* start Dataset entries *

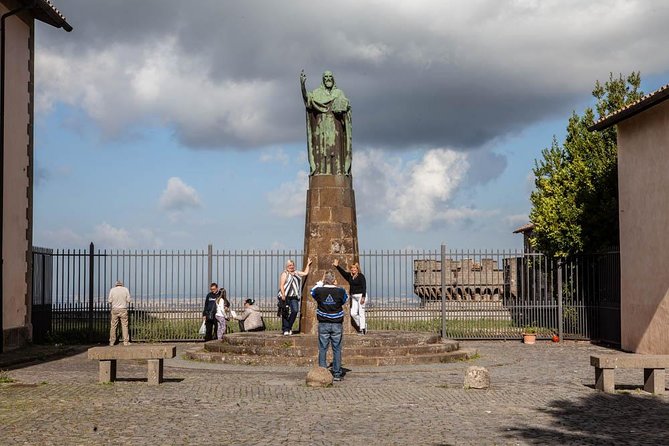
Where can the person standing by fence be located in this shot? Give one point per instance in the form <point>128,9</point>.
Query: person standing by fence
<point>222,312</point>
<point>251,318</point>
<point>358,290</point>
<point>290,288</point>
<point>119,298</point>
<point>210,310</point>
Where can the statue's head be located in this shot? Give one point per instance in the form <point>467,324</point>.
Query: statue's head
<point>328,79</point>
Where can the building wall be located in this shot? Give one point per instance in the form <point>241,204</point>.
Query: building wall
<point>643,174</point>
<point>17,197</point>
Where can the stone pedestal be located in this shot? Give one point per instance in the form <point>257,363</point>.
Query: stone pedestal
<point>330,232</point>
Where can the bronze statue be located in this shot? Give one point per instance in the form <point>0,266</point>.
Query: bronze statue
<point>328,127</point>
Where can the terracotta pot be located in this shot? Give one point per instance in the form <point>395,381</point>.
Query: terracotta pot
<point>529,338</point>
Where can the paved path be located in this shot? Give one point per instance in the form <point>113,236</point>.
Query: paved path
<point>540,394</point>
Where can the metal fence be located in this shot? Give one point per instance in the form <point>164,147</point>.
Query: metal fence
<point>475,295</point>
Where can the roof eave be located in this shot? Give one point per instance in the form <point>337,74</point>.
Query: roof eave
<point>626,113</point>
<point>51,16</point>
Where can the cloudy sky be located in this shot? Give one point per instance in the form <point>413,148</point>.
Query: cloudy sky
<point>170,124</point>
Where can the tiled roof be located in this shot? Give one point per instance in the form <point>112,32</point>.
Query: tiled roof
<point>525,228</point>
<point>54,9</point>
<point>632,109</point>
<point>46,11</point>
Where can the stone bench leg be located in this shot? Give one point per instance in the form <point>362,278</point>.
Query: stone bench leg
<point>155,372</point>
<point>604,380</point>
<point>653,381</point>
<point>108,371</point>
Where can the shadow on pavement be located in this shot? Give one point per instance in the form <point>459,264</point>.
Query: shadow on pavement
<point>600,418</point>
<point>37,354</point>
<point>165,380</point>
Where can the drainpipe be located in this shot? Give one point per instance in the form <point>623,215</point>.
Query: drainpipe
<point>3,22</point>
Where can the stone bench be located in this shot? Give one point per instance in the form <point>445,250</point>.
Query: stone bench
<point>653,370</point>
<point>154,354</point>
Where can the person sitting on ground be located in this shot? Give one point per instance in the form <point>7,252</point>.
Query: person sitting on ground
<point>250,319</point>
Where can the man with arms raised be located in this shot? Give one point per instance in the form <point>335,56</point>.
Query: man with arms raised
<point>330,314</point>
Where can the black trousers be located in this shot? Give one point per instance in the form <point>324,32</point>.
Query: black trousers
<point>211,326</point>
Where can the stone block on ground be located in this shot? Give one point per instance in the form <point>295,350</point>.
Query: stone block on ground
<point>477,378</point>
<point>319,377</point>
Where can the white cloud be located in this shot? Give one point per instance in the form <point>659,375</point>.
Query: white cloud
<point>275,155</point>
<point>62,238</point>
<point>103,236</point>
<point>179,196</point>
<point>289,199</point>
<point>427,73</point>
<point>413,195</point>
<point>136,83</point>
<point>516,220</point>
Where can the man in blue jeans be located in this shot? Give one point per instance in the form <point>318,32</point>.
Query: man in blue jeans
<point>330,314</point>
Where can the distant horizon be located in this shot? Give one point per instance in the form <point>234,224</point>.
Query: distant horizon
<point>189,129</point>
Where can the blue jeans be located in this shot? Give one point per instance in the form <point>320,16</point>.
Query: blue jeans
<point>294,304</point>
<point>330,332</point>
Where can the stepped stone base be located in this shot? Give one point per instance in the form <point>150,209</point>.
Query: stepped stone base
<point>373,349</point>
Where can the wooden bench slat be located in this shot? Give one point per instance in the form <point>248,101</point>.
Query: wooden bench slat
<point>629,361</point>
<point>133,352</point>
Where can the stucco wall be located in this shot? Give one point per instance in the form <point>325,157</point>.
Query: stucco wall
<point>17,176</point>
<point>643,174</point>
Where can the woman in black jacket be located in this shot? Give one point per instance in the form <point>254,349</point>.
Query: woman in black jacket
<point>358,291</point>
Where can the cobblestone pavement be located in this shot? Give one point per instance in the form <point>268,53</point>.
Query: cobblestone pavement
<point>540,394</point>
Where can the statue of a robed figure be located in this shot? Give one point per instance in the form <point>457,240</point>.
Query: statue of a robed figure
<point>330,231</point>
<point>328,127</point>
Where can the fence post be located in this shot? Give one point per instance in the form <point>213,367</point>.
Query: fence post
<point>443,291</point>
<point>559,298</point>
<point>210,264</point>
<point>91,275</point>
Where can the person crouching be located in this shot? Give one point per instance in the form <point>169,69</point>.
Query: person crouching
<point>251,318</point>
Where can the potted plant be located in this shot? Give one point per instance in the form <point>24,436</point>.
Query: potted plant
<point>529,334</point>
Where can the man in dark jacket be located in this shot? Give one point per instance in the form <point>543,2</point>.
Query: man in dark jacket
<point>330,314</point>
<point>210,309</point>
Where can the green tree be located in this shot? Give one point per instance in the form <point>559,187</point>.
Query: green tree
<point>575,201</point>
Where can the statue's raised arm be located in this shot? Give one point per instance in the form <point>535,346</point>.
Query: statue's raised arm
<point>303,81</point>
<point>328,127</point>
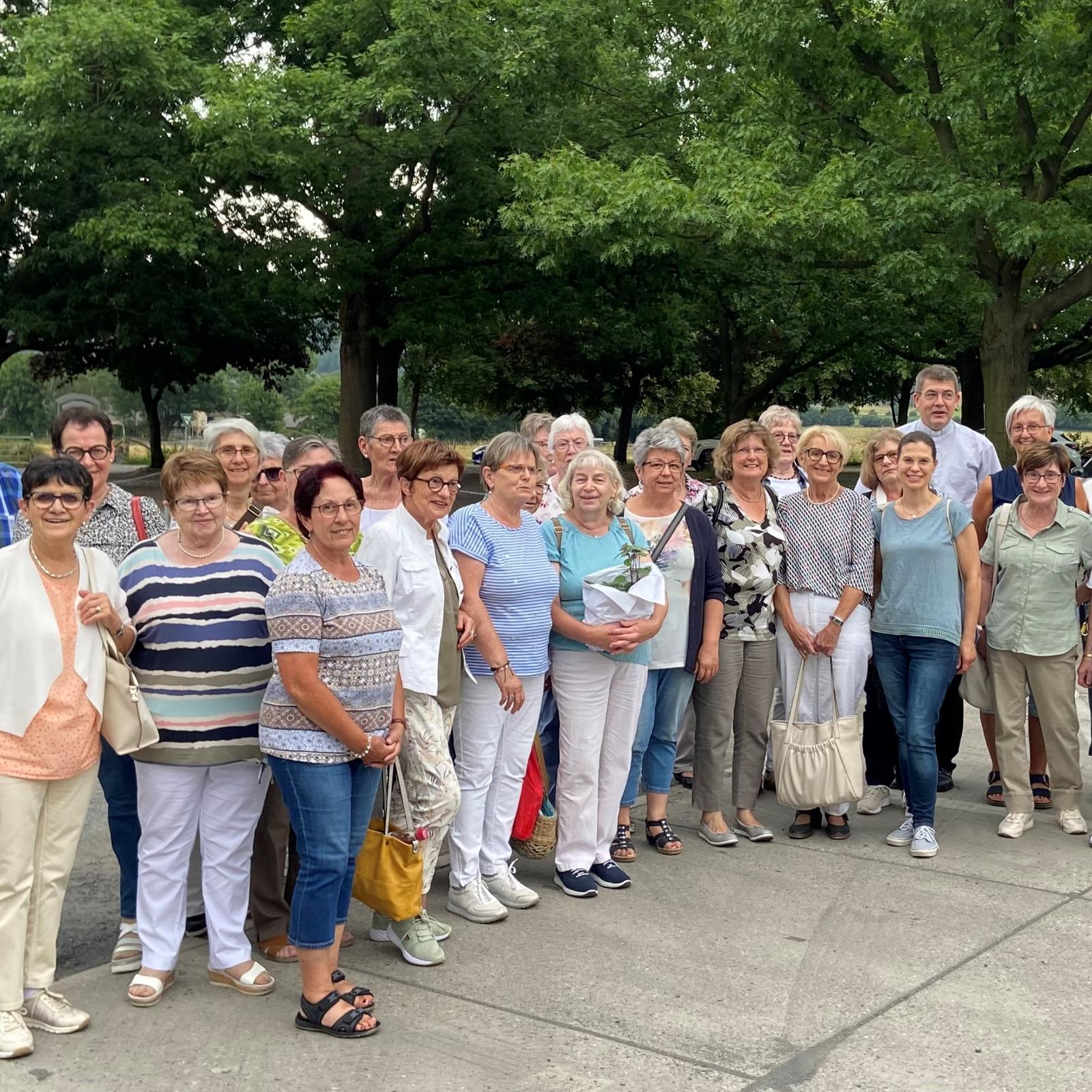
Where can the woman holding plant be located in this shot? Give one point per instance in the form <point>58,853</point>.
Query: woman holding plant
<point>599,672</point>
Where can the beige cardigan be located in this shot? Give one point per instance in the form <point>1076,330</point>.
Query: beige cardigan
<point>30,644</point>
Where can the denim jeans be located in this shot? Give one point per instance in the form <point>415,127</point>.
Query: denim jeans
<point>330,806</point>
<point>666,695</point>
<point>917,673</point>
<point>118,778</point>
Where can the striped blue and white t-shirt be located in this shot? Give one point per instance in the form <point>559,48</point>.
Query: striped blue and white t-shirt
<point>202,655</point>
<point>518,588</point>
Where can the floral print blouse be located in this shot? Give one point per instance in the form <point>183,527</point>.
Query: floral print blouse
<point>751,556</point>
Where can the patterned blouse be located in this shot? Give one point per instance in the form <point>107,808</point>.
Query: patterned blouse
<point>356,637</point>
<point>751,555</point>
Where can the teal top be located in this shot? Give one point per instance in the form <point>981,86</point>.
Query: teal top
<point>580,555</point>
<point>921,590</point>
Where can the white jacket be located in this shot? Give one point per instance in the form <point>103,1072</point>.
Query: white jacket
<point>401,551</point>
<point>31,655</point>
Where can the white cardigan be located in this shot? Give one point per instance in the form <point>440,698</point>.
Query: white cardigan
<point>30,644</point>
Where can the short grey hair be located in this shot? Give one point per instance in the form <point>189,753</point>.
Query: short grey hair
<point>295,450</point>
<point>601,461</point>
<point>666,440</point>
<point>568,423</point>
<point>1031,402</point>
<point>216,431</point>
<point>379,414</point>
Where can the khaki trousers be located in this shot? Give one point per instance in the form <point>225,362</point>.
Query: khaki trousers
<point>41,824</point>
<point>1053,680</point>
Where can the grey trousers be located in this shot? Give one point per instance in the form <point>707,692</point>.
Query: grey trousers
<point>735,702</point>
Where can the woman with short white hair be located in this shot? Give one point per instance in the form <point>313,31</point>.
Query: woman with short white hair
<point>599,674</point>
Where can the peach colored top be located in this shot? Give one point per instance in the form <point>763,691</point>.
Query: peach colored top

* end Dataset entries *

## What this task involves
Give every line of the items above as a JSON list of strings, one string per line, with blank lines left out. Leave the pictures out of the answer.

## Exercise answer
[
  "Where can the person standing by fence be located in this shot? Give one point per instance in the form <point>128,9</point>.",
  "Query: person standing by fence",
  "<point>222,312</point>",
  "<point>251,318</point>",
  "<point>358,290</point>",
  "<point>290,288</point>",
  "<point>119,298</point>",
  "<point>210,310</point>",
  "Where can the statue's head be located in this shot? Give one point per instance in the form <point>467,324</point>.",
  "Query: statue's head",
  "<point>328,79</point>",
  "Where can the building wall be located in this shot? Give one point per instance in the form <point>241,204</point>.",
  "Query: building wall",
  "<point>643,174</point>",
  "<point>17,197</point>",
  "Where can the stone pedestal be located in this shot? Give one point per instance in the form <point>257,363</point>.",
  "Query: stone pedestal",
  "<point>330,232</point>",
  "Where can the bronze statue be located in this shot? Give one point per instance in the form <point>0,266</point>.",
  "Query: bronze statue",
  "<point>328,127</point>",
  "Where can the terracotta pot be located in this shot? Give one point per instance in the form <point>395,381</point>.",
  "Query: terracotta pot",
  "<point>529,338</point>",
  "Where can the paved path be located in this shot? Give one point per instance in the form <point>113,236</point>.",
  "Query: paved path",
  "<point>540,394</point>",
  "Where can the metal fence be located in this shot? Give one point per instance in the form <point>164,147</point>.",
  "Query: metal fence",
  "<point>475,295</point>",
  "Where can the roof eave be located in this shot? Give one point per instance in the form <point>337,74</point>.",
  "Query: roof eave",
  "<point>626,113</point>",
  "<point>51,16</point>",
  "Where can the cloudy sky be located in this shot? Give one point per instance in the form <point>413,148</point>.",
  "Query: cloudy sky",
  "<point>170,124</point>",
  "Where can the tiled roof be located in this shot? Give one point per instance in the form <point>112,32</point>.",
  "Query: tiled roof",
  "<point>525,228</point>",
  "<point>54,9</point>",
  "<point>632,109</point>",
  "<point>46,11</point>",
  "Where can the stone bench leg be located in this shot? Give one point per instance in the form <point>362,278</point>.",
  "Query: stone bench leg",
  "<point>155,372</point>",
  "<point>604,380</point>",
  "<point>653,381</point>",
  "<point>108,371</point>",
  "Where can the shadow on pavement be located in this shot? Give one point per instance in the form <point>459,264</point>.",
  "Query: shadow on pavement",
  "<point>600,418</point>",
  "<point>37,354</point>",
  "<point>165,380</point>",
  "Where can the drainpipe be located in this shot? Give one point per instance in the form <point>623,215</point>.",
  "Query: drainpipe",
  "<point>3,22</point>",
  "Where can the stone bench be located in this shot? Give one point per instance in the form <point>445,250</point>.",
  "Query: stone bench",
  "<point>653,370</point>",
  "<point>154,354</point>",
  "Where can the person sitting on ground be located in this shot? Give one point per instance in the form <point>7,252</point>.",
  "Query: person sitting on ground",
  "<point>250,319</point>",
  "Where can the man with arms raised be located in this shot? Give one point per instance in the form <point>335,56</point>.",
  "Query: man with arms raised",
  "<point>330,314</point>",
  "Where can the black trousers be located in this shot? Give one point per instance in the form <point>324,32</point>.",
  "Query: black trousers",
  "<point>211,326</point>",
  "Where can the stone block on ground be located in this shot? Give one point per instance in the form <point>295,350</point>.",
  "Query: stone block on ground",
  "<point>477,378</point>",
  "<point>319,377</point>",
  "Where can the white cloud be located in this shot? Give one point per instance in the form <point>659,375</point>.",
  "Query: white cloud",
  "<point>275,155</point>",
  "<point>62,238</point>",
  "<point>103,236</point>",
  "<point>179,196</point>",
  "<point>289,199</point>",
  "<point>427,73</point>",
  "<point>413,195</point>",
  "<point>136,83</point>",
  "<point>516,220</point>",
  "Where can the man in blue jeans be located in this shot? Give one point per instance in the form <point>318,32</point>.",
  "Query: man in blue jeans",
  "<point>330,314</point>",
  "Where can the distant horizon be located in this shot? Give one point per instance in the form <point>234,224</point>.",
  "Query: distant horizon",
  "<point>189,129</point>",
  "Where can the blue jeans be located in this shot? Give one point per instance in the form <point>320,16</point>.",
  "Query: blue jeans",
  "<point>294,304</point>",
  "<point>330,332</point>",
  "Where can the stepped stone base be located in this shot? Give one point per instance in the form <point>150,209</point>.",
  "Query: stepped stone base",
  "<point>373,349</point>",
  "Where can the wooden bench slat be located in this shot? Give one point per instance in the form <point>248,101</point>.",
  "Query: wooden bench slat",
  "<point>629,361</point>",
  "<point>133,352</point>",
  "Where can the stucco wall be located in this shot? Give one point per instance in the form <point>325,157</point>.",
  "Query: stucco wall",
  "<point>17,176</point>",
  "<point>643,174</point>",
  "Where can the woman in black jacket be located in this shot? Give one point per instance in the form <point>254,349</point>.",
  "Query: woman in black jacket",
  "<point>358,291</point>",
  "Where can the cobblestone pavement be located in this shot? Give one point per instance in the form <point>268,53</point>.",
  "Query: cobblestone pavement",
  "<point>540,394</point>",
  "Where can the statue of a robed figure be located in this shot? Give one point per instance in the form <point>457,240</point>.",
  "Query: statue of a robed figure",
  "<point>330,231</point>",
  "<point>328,127</point>",
  "Where can the fence post be located in this shot? Give one point per instance in the form <point>213,367</point>.",
  "Query: fence post",
  "<point>443,291</point>",
  "<point>559,298</point>",
  "<point>210,264</point>",
  "<point>91,275</point>",
  "Where can the person crouching be located in this shot? Give one point per instance in the form <point>169,69</point>.",
  "Query: person crouching",
  "<point>251,318</point>",
  "Where can the potted plant be located in this shot? Give one point per instance in the form <point>24,436</point>.",
  "Query: potted plant",
  "<point>529,334</point>",
  "Where can the man in dark jacket be located in this shot? Give one point per instance in the form <point>543,2</point>.",
  "Query: man in dark jacket",
  "<point>330,314</point>",
  "<point>210,309</point>",
  "Where can the green tree be located in this shot? Give one point per instance in the form <point>559,187</point>.",
  "Query: green tree",
  "<point>575,201</point>",
  "Where can the statue's raised arm be located in this shot? Give one point per instance in the form <point>535,346</point>.",
  "Query: statue's raised arm",
  "<point>303,81</point>",
  "<point>328,127</point>",
  "Where can the woman holding plant be located in this shot? Give one point per instance in the form <point>58,853</point>.",
  "Query: woman holding plant",
  "<point>599,672</point>",
  "Where can the beige cardigan be located in this shot? Give one point per instance in the form <point>1076,330</point>.",
  "Query: beige cardigan",
  "<point>30,644</point>",
  "Where can the denim jeans be located in this shot? Give one point per instance in the form <point>415,127</point>.",
  "Query: denim jeans",
  "<point>330,806</point>",
  "<point>666,695</point>",
  "<point>917,673</point>",
  "<point>118,778</point>",
  "Where can the striped blue and white t-shirt be located in this shot? Give one point per instance in the form <point>559,48</point>.",
  "Query: striped blue and white t-shirt",
  "<point>202,655</point>",
  "<point>518,588</point>",
  "Where can the floral print blouse be located in this shot? Give one point per instance in the form <point>183,527</point>.",
  "Query: floral print blouse",
  "<point>751,556</point>",
  "Where can the patterned blouse be located in this shot? Give one point per instance in the form <point>107,808</point>.",
  "Query: patterned blouse",
  "<point>356,637</point>",
  "<point>751,555</point>",
  "Where can the teal top be located in this shot? Give one point per instance in the form <point>981,86</point>.",
  "Query: teal top",
  "<point>580,555</point>",
  "<point>921,590</point>",
  "Where can the white jacket be located in this shot? Give one point per instance in the form <point>103,1072</point>.",
  "Query: white jacket",
  "<point>401,551</point>",
  "<point>31,655</point>",
  "Where can the white cardigan be located in this shot? Give one point per instance in the form <point>440,698</point>.",
  "Query: white cardigan",
  "<point>30,644</point>",
  "Where can the short grey hair be located in this shot? Give one point per instance in the form <point>189,753</point>.",
  "Query: short grey hair",
  "<point>295,450</point>",
  "<point>601,461</point>",
  "<point>666,440</point>",
  "<point>568,423</point>",
  "<point>1031,402</point>",
  "<point>216,431</point>",
  "<point>379,414</point>",
  "Where can the khaki trousers be located in this shot? Give one point per instance in the form <point>225,362</point>.",
  "Query: khaki trousers",
  "<point>41,824</point>",
  "<point>1053,680</point>",
  "Where can the grey trousers be located in this shot? Give one point per instance in the form <point>707,692</point>.",
  "Query: grey trousers",
  "<point>735,702</point>",
  "Where can the woman with short white hair be located in this shot? Give one point per instance in the form <point>313,31</point>.",
  "Query: woman with short white hair",
  "<point>599,674</point>",
  "Where can the peach colored top be located in this shot? Give one point per instance in the form <point>763,691</point>.",
  "Query: peach colored top"
]